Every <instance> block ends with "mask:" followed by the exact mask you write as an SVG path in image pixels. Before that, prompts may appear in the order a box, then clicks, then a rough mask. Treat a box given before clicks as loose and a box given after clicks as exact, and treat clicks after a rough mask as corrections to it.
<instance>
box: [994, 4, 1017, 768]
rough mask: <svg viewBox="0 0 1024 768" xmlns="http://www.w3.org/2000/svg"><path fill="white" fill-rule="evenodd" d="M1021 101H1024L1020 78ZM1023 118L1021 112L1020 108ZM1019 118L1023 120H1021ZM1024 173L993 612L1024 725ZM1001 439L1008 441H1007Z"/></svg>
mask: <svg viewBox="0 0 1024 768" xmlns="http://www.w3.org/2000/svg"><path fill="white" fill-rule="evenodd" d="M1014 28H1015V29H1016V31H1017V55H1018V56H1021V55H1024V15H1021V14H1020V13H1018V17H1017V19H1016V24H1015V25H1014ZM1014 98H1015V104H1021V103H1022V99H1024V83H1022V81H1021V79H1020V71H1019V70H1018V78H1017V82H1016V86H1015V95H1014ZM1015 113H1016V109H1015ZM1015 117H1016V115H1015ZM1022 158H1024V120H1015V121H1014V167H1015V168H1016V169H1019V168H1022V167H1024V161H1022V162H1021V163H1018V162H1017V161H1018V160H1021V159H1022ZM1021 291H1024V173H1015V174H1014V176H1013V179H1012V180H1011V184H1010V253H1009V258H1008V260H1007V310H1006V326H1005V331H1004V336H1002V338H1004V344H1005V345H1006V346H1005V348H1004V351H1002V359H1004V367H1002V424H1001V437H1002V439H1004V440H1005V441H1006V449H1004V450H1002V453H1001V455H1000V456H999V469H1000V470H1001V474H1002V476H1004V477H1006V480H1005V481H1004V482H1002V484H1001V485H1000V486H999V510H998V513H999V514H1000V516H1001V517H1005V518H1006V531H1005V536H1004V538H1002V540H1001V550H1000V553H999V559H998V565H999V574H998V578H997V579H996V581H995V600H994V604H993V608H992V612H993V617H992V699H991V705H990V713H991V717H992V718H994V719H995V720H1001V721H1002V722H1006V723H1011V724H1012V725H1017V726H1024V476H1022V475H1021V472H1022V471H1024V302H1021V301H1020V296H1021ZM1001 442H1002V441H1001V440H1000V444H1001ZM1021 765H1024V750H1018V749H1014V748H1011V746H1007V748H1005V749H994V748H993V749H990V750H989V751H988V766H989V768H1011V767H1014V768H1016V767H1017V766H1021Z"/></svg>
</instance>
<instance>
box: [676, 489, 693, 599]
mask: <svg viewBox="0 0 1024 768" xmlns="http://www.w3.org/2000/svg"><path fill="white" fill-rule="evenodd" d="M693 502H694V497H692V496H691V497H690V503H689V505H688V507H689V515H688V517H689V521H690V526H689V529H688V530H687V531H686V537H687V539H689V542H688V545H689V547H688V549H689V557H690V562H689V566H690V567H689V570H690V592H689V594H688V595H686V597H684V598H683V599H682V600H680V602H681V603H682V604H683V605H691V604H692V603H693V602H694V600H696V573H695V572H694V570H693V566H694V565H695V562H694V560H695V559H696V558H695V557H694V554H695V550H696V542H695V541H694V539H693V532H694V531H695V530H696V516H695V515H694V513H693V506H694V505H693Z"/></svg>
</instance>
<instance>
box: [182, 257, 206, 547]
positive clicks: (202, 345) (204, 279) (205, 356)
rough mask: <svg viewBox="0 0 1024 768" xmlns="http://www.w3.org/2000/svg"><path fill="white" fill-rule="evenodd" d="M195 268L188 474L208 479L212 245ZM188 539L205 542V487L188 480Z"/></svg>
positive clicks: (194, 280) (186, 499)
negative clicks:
○ ○ ○ ○ ○
- _REQUIREMENT_:
All of the records above are to be set down again exactly.

- _ANSWER TO THIS PROBLEM_:
Every <instance> block ends with "mask:" followed by the exact mask you write as an SVG path in image pixels. Before that, prompts may appear in the order a box, then clicks, then a rough mask. Treat a box given before clicks as loose and a box given after clicks as exact, and treat clicks after a rough mask as corrections to it.
<instance>
box: [994, 4, 1017, 768]
rough mask: <svg viewBox="0 0 1024 768" xmlns="http://www.w3.org/2000/svg"><path fill="white" fill-rule="evenodd" d="M1021 101H1024L1020 78ZM1023 118L1021 112L1020 108ZM1019 118L1023 120H1021ZM1024 173L993 612L1024 725ZM1001 439L1008 441H1007Z"/></svg>
mask: <svg viewBox="0 0 1024 768" xmlns="http://www.w3.org/2000/svg"><path fill="white" fill-rule="evenodd" d="M1014 28H1015V29H1016V31H1017V55H1018V56H1021V55H1024V15H1021V14H1020V13H1018V17H1017V19H1016V24H1015V25H1014ZM1014 98H1015V104H1021V103H1022V99H1024V83H1022V81H1021V79H1020V71H1019V70H1018V78H1017V82H1016V86H1015V95H1014ZM1015 113H1016V109H1015ZM1015 117H1016V115H1015ZM1022 158H1024V120H1015V121H1014V167H1015V168H1016V169H1019V168H1022V167H1024V161H1022V162H1021V163H1018V162H1017V161H1018V160H1021V159H1022ZM1021 291H1024V173H1015V174H1014V176H1013V179H1012V180H1011V184H1010V253H1009V258H1008V260H1007V310H1006V326H1005V331H1004V336H1002V338H1004V344H1005V345H1006V346H1005V348H1004V351H1002V359H1004V367H1002V424H1001V437H1002V439H1004V440H1005V441H1006V449H1004V450H1002V453H1001V455H1000V456H999V469H1000V470H1001V474H1002V476H1004V477H1006V480H1005V481H1004V482H1002V484H1001V485H1000V486H999V510H998V513H999V514H1000V516H1001V517H1005V518H1006V531H1005V536H1004V538H1002V540H1001V550H1000V553H999V559H998V565H999V574H998V578H997V579H996V581H995V600H994V604H993V608H992V612H993V617H992V699H991V705H990V713H991V717H992V718H994V719H995V720H1001V721H1002V722H1006V723H1011V724H1012V725H1017V726H1024V476H1022V475H1021V472H1022V471H1024V302H1021V301H1020V296H1021ZM1001 442H1002V441H1001V440H1000V444H1001ZM1021 765H1024V750H1018V749H1014V748H1011V746H1007V748H1005V749H994V748H993V749H990V750H989V751H988V766H989V768H1011V767H1014V768H1016V767H1017V766H1021Z"/></svg>
</instance>
<instance>
box: [676, 489, 693, 599]
mask: <svg viewBox="0 0 1024 768" xmlns="http://www.w3.org/2000/svg"><path fill="white" fill-rule="evenodd" d="M693 502H694V497H692V496H691V497H690V503H689V505H688V507H689V515H688V517H689V521H690V526H689V529H688V530H687V531H686V537H687V539H689V542H688V545H689V547H688V549H689V557H690V562H689V566H690V567H689V570H690V592H689V594H688V595H686V597H684V598H683V599H682V600H680V602H681V603H682V604H683V605H691V604H692V603H693V602H694V600H696V573H695V572H694V570H693V566H694V565H695V562H694V560H695V559H696V558H695V557H694V554H695V550H696V542H695V541H694V539H693V532H694V531H695V530H696V516H695V515H694V513H693V506H694V505H693Z"/></svg>
</instance>
<instance>
box: [182, 257, 206, 547]
positive clicks: (202, 345) (204, 279) (205, 356)
rough mask: <svg viewBox="0 0 1024 768" xmlns="http://www.w3.org/2000/svg"><path fill="white" fill-rule="evenodd" d="M195 268L188 474L208 479L212 245ZM188 539L205 542V487L188 480Z"/></svg>
positive clicks: (194, 280) (186, 499)
negative clicks:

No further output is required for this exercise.